§ PROBLEMS TO SOLVE:
**a.** Please quote the section of the passage on common carp SOX genes that starts at "4. Discussion" and ends at "[3], [45], [46].".
**b.** For each statement, say yes or no according to the passage on common carp SOX genes, and quote the words that settle it: (i) Six of the common carp SOX genes lack an intron structure. (ii) SOX1B sits on chromosome 13 in human. (iii) Green marks the human chromosomes in the mapping.
**c.** Proceed with the passage on common carp SOX genes, picking up after its final sentence.

§ PASSAGE PROVIDED:

--- --- ---

The phylogenetic analysis of all SOX genes of common carp with their corresponding homologs from other higher vertebrates and fish species.

3.6. Synteny analysis of SOX genes

In Common carp SOX gene, we perceived all the gene for characterization ensuring close relation among each other with information of phylogenetic association and display intron and exon presence on individual gene excepting total of (6) genes does not have a intron structure such as (Acc. # DQ201318, XM_019063104.1) are present on first cluster in the start of the tree, two genes (Acc. # MF573939.1 and MF538663.1) present in middle of tree with same cluster weightage and in the latter two genes (Acc. # XM_019083671.1 and XM_019086643.1) are present in last of the tree and demonstrated in Fig. 8. All the SOX genes of common carp (Cyprinus carpio) were physically mapped among Zebrafish (Danio rerio) and Human (Homo sapiens) on the chromosomes level as per availability of acquired data from public resource databases and mentioned with different colors coded as like red identify common carp, green zebrafish and blue indicate human chromosomes. Among all chromosomes, the highest number of SOX genes (2) was found in common carp on unplaced region matched with many other chromosomes mentioned in zebrafish and human as like maximum (3) genes located on human chromosomes number 11, 12 and 22 and zebrafish contain at least one SOX gene, in detail SOX1B present on chromosomes number 1 in zebrafish and chromosome 13 in human, respectively all genes mapped according to their order and presence on respective chromosomes numbers mentioned in Fig. 9 except SOX9 in zebrafish and SOX19A and SOX19B in human because both they were absent in mentioned genome. The distribution pattern of SOX genes on chromosomes also identified with certain physical areas along with comparatively higher accumulation of SOX genes gene clusters.

Fig. 8.

Fig. 8

Phylogenetic association and presence intron and exon on individual gene.

Fig. 9.

Fig. 9

Fig. 9

Fig. 9

Fig. 9

Common carp physically mapping of chromosomes among Zebrafish (Danio rerio) and Human (Homo sapiens).

4. Discussion

Our main goal this current study was to identify the genome wide identification of highly conserved SRY-related HMG-box (SOX) genes in common carp genome with confirmation of in silico parametric techniques for gene characterization and structural insight of protein sequence’s with verification of phylogenetic investigation and syntenic analysis. In higher vertebrates SOX genes show diverse distribution pattern among different gene subfamilies and fishes including SOX proteins, such as channel catfish [42], tilapia [23], pufferfish [43], zebrafish [44] and medaka [20], based on conserved structure of protein domains and intron exon regions SOX1A, SOX1B, SOX2, SOX3, SOX4A, SOX4B, SOX5, SOX6, SOX7, SOX8A, SOX8B, SOX9, SOX9A, SOX9B, SOX10, SOX10A, SOX10B, SOX11A, SOX11B, SOX13, SOX14, SOX17B, SOX18, SOX19A, SOX19B, SOX21A AND SOX21B [3], [45], [46].

--- --- ---

§ SUPPLIED RECORDS:

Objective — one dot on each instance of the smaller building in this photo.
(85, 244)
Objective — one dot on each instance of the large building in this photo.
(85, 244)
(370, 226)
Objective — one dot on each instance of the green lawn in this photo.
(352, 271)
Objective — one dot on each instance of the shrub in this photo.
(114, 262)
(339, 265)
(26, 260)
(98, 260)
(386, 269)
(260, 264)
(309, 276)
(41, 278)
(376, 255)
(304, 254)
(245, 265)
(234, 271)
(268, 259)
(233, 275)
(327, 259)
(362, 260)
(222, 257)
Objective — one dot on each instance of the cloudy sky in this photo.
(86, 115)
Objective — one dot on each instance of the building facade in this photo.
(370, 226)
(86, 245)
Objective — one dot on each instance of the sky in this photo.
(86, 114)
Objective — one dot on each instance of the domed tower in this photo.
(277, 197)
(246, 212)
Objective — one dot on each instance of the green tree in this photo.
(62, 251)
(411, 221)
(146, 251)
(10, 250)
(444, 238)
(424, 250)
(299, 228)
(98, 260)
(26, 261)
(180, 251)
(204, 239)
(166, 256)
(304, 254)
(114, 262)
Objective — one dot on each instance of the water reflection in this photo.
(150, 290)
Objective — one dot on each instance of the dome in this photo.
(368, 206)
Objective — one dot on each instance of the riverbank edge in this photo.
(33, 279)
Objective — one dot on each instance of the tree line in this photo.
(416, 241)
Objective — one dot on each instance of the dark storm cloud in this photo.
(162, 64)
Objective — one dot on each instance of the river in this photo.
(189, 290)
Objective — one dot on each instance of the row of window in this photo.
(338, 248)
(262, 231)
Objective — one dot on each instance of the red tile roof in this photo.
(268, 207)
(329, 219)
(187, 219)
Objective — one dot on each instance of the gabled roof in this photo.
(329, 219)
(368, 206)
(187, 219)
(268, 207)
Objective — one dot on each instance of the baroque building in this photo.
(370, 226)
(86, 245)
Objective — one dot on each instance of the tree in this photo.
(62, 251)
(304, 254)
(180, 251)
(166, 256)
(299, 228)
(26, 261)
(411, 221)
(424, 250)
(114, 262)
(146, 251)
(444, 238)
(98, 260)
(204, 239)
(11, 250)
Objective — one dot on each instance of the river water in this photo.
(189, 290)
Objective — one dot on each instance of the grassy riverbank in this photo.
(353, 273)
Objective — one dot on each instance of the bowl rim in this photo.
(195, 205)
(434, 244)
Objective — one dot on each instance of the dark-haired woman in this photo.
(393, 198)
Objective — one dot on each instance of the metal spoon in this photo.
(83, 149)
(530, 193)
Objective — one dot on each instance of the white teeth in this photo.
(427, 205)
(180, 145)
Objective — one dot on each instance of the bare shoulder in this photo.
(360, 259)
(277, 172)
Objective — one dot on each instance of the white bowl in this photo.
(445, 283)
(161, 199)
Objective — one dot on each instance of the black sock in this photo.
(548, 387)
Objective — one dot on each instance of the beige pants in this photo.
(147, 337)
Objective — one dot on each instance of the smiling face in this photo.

--- --- ---

§ ANSWERS TO THIS EXERCISE:
**a.**
4. Discussion

Our main goal this current study was to identify the genome wide identification of highly conserved SRY-related HMG-box (SOX) genes in common carp genome with confirmation of in silico parametric techniques for gene characterization and structural insight of protein sequence’s with verification of phylogenetic investigation and syntenic analysis. In higher vertebrates SOX genes show diverse distribution pattern among different gene subfamilies and fishes including SOX proteins, such as channel catfish [42], tilapia [23], pufferfish [43], zebrafish [44] and medaka [20], based on conserved structure of protein domains and intron exon regions SOX1A, SOX1B, SOX2, SOX3, SOX4A, SOX4B, SOX5, SOX6, SOX7, SOX8A, SOX8B, SOX9, SOX9A, SOX9B, SOX10, SOX10A, SOX10B, SOX11A, SOX11B, SOX13, SOX14, SOX17B, SOX18, SOX19A, SOX19B, SOX21A AND SOX21B [3], [45], [46].

**b.**
(i) Yes: "excepting total of (6) genes does not have a intron structure"
(ii) Yes: "SOX1B present on chromosomes number 1 in zebrafish and chromosome 13 in human"
(iii) No: "green zebrafish and blue indicate human chromosomes"

**c.**
All SOX proteins including SOX1 to SOX 32, are a class of transcriptional regulators related sex determining factor SRY of mammals and other vertebrates [1]. In Genome wide distribution pattern due to evolutionary full genome repetition of SOX genes, these are reported in different teleost species, like 27 in Nile tilapia, Zebrafish (27), Pufferfish(25), Medaka (19), Human(20), Florida Lancelet (10) and 18, 18 in Western Clawed and chicken [23], [46], and no sox genes like SOX12, SOX15, SOX16 could be identified in certain teleost species [46], like sox 12 genes in acanthopterygian genomes and sox 30 in other fish orthologues. Until now in vertebrate more than 20 SOX different genes families are discovered based on conservancy of HMG‐box and classified with evidence of phylogenetic analysis [22]. SOX1 is highly functionally conserved with SOX1A, SOX1B, SOX2 and SOX3, all are identified in the genome of Homo sapiens [47], Rattus norvegicus [48], Gallus gallus [49], Xenopus tropicalis [50]. SOX5 and SOX6 identified in human, mouse and zebrafish (16, 17). SOX7, SOX17 and SOX18 are three closely related SOX proteins and identified in many corresponding genome like mouse, human and teleost (19)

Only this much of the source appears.